Copy out the Itaguaçu text below word for word, in full.

# EXCERPT
_ _ _ _
Itaguaçu is a municipality located in the Brazilian state of Espírito Santo. Its population was 14,023 (2020) and its area is 532 km2. Itaguaçu has a population density of 26.6 per square kilometer. Itaguaçu has three districts: Itaimbé, Palmeira and Itaçu.

==Origin of the name==

The name of the municipality is of Tupi origin: ita, meaning "rock", and guaçu, meaning "large".

==Geography==

Itaguaçu is characterized by several rocky peaks, including Pedra Paulista at 600 m, Pico do Caparaó at 850 m, Pedra do Barro Preto, the symbol of the municipality, and several others. Several waterfalls dot the town, notably the Cachoeira do Christófari. Itaguaçu borders the municipalities of Baixo Guandu to the northeast, Colatina to the north, São Roque do Canaã to the east, Itarana to the south, Laranja da Terra to the southeast, and Santa Teresa to the southeast.
_ _ _ _
Saved data entries
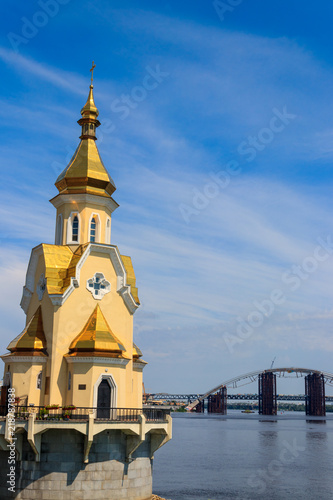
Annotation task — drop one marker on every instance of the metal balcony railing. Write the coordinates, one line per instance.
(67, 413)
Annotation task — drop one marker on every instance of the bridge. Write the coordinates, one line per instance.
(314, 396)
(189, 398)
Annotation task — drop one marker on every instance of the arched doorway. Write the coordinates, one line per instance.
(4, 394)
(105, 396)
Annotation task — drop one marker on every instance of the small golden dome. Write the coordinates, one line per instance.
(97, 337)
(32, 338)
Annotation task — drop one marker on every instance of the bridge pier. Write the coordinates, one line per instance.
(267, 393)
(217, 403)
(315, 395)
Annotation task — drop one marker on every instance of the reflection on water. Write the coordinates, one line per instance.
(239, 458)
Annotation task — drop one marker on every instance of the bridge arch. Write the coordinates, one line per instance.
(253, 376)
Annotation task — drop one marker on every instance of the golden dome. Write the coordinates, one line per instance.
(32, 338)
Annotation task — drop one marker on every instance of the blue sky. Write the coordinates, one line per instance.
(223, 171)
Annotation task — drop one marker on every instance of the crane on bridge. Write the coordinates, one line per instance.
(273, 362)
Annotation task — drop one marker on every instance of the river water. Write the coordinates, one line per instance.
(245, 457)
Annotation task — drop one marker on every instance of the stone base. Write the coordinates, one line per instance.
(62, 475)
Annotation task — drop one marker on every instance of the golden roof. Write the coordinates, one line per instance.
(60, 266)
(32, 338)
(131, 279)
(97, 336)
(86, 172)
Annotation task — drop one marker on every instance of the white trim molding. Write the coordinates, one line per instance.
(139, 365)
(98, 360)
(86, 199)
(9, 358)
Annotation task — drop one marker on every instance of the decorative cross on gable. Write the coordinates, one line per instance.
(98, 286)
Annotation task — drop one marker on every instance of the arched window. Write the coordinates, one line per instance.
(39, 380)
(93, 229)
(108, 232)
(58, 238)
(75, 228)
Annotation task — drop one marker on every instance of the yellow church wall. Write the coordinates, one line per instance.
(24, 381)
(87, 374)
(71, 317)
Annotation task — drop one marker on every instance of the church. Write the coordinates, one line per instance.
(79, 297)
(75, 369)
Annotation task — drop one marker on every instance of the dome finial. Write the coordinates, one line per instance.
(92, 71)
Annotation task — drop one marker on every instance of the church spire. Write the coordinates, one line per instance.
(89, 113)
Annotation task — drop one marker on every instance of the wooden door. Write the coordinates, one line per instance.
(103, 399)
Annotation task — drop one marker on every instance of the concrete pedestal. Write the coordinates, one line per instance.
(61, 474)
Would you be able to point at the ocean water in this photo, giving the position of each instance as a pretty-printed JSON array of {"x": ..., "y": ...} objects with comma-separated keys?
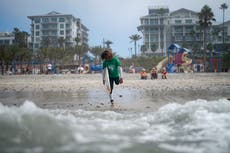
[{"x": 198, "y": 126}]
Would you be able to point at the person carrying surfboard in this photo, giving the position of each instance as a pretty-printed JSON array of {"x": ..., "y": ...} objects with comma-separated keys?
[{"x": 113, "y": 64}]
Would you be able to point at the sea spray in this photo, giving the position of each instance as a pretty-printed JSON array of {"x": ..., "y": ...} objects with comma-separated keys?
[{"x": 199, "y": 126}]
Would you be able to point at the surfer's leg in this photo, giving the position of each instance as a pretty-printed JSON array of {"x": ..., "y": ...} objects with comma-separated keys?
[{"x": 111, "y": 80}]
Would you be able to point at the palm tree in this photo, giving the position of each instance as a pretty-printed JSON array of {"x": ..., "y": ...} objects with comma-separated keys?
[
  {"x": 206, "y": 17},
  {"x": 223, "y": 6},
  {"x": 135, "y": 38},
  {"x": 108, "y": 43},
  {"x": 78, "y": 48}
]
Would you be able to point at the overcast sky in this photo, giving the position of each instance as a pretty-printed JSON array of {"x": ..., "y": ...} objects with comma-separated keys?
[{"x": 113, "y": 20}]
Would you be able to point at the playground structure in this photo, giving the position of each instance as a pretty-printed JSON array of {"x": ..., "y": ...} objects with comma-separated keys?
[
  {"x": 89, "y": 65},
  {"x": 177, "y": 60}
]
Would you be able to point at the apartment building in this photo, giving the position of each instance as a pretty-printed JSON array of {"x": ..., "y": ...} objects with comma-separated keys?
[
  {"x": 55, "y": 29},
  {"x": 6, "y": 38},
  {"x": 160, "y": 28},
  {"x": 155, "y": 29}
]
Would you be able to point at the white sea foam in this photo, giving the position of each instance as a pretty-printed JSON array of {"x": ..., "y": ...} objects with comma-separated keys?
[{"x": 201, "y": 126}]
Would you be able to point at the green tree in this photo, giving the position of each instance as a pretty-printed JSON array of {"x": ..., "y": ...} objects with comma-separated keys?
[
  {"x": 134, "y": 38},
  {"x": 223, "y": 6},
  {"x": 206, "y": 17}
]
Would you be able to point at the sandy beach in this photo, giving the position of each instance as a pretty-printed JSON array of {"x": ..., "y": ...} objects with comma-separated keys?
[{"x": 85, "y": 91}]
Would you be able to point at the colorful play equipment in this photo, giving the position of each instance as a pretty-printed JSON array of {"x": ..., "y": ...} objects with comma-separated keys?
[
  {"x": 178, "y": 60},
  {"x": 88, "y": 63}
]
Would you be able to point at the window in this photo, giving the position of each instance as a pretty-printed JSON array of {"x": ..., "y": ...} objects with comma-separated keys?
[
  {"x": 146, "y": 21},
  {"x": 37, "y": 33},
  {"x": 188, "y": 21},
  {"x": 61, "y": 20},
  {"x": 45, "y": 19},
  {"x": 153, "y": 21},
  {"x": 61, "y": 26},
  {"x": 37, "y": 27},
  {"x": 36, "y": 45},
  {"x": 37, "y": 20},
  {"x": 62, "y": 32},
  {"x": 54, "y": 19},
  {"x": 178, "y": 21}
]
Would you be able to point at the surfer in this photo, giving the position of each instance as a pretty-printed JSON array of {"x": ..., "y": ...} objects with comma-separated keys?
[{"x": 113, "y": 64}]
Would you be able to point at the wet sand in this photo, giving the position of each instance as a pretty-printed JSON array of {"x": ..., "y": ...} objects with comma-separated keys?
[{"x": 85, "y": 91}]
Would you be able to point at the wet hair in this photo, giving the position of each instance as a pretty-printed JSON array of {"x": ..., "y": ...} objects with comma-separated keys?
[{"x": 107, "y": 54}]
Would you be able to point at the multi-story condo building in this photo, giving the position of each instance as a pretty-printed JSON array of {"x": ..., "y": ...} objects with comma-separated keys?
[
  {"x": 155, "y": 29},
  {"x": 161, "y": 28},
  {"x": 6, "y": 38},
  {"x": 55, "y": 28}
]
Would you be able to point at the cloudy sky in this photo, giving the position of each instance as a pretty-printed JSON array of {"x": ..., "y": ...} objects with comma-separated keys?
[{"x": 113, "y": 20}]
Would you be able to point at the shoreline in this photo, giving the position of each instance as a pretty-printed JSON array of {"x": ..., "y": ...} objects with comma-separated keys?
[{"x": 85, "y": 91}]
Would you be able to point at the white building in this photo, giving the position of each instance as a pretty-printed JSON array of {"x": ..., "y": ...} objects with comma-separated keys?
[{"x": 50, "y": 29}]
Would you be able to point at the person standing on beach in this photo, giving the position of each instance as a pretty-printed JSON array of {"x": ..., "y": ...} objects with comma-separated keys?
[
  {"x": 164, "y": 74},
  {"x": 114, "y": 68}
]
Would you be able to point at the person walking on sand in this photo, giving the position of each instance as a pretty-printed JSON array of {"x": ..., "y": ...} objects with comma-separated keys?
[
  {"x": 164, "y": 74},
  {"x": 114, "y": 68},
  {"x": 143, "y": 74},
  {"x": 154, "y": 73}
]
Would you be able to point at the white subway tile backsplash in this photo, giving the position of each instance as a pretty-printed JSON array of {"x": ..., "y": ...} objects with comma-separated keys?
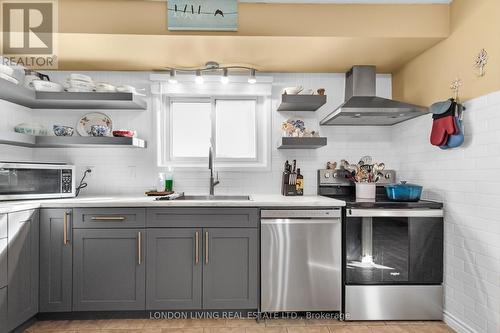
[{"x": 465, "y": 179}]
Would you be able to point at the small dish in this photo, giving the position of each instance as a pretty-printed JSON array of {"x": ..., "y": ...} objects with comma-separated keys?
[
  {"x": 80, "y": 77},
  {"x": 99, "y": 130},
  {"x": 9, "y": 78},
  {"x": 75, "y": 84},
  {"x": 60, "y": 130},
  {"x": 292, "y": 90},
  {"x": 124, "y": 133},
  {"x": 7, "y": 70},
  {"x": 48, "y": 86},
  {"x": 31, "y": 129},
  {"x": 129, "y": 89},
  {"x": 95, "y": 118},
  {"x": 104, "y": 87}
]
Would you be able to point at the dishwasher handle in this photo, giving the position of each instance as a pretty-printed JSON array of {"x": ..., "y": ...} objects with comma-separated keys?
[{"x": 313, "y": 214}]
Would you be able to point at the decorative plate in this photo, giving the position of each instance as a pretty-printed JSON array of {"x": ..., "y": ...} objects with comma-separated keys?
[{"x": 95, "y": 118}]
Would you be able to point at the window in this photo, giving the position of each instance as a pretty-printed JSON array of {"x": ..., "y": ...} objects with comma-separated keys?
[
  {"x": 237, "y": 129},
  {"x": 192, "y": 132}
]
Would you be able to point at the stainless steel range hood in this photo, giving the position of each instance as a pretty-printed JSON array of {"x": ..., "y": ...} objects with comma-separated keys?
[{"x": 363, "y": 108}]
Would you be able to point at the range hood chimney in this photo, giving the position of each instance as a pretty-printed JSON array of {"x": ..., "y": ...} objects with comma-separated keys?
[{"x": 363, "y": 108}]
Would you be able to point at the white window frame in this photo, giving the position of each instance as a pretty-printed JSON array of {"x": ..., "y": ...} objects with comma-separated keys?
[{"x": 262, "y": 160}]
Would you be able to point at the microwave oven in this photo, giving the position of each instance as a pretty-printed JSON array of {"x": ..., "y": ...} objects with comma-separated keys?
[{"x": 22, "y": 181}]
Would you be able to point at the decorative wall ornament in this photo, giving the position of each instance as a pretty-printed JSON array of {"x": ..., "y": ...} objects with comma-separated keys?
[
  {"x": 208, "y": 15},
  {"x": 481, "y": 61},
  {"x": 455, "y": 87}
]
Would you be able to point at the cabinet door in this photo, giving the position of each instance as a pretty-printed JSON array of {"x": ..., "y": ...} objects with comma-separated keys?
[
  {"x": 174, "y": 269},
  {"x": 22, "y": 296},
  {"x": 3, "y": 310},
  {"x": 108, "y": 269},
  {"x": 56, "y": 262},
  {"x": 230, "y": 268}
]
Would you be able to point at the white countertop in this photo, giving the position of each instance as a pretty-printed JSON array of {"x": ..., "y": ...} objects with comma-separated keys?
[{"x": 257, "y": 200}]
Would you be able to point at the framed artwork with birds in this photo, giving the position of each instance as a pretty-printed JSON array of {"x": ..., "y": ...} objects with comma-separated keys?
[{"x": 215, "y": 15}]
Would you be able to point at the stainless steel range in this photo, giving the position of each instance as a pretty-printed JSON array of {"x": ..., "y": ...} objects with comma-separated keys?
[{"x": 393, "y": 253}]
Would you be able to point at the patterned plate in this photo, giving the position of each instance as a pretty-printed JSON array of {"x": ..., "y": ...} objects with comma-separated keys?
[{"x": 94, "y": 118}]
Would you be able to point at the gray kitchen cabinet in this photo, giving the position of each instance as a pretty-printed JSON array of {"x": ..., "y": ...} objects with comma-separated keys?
_ _ _ _
# PROBLEM SOLUTION
Itaguaçu is a municipality located in the Brazilian state of Espírito Santo. Its population was 14,023 (2020) and its area is 532 km2. Itaguaçu has a population density of 26.6 per square kilometer. Itaguaçu has three districts: Itaimbé, Palmeira and Itaçu.

==Origin of the name==

The name of the municipality is of Tupi origin: ita, meaning "rock", and guaçu, meaning "large".

==Geography==

Itaguaçu is characterized by several rocky peaks, including Pedra Paulista at 600 m, Pico do Caparaó at 850 m, Pedra do Barro Preto, the symbol of the municipality, and several others. Several waterfalls dot the town, notably the Cachoeira do Christófari. Itaguaçu borders the municipalities of Baixo Guandu to the northeast, Colatina to the north, São Roque do Canaã to the east, Itarana to the south, Laranja da Terra to the southeast, and Santa Teresa to the southeast.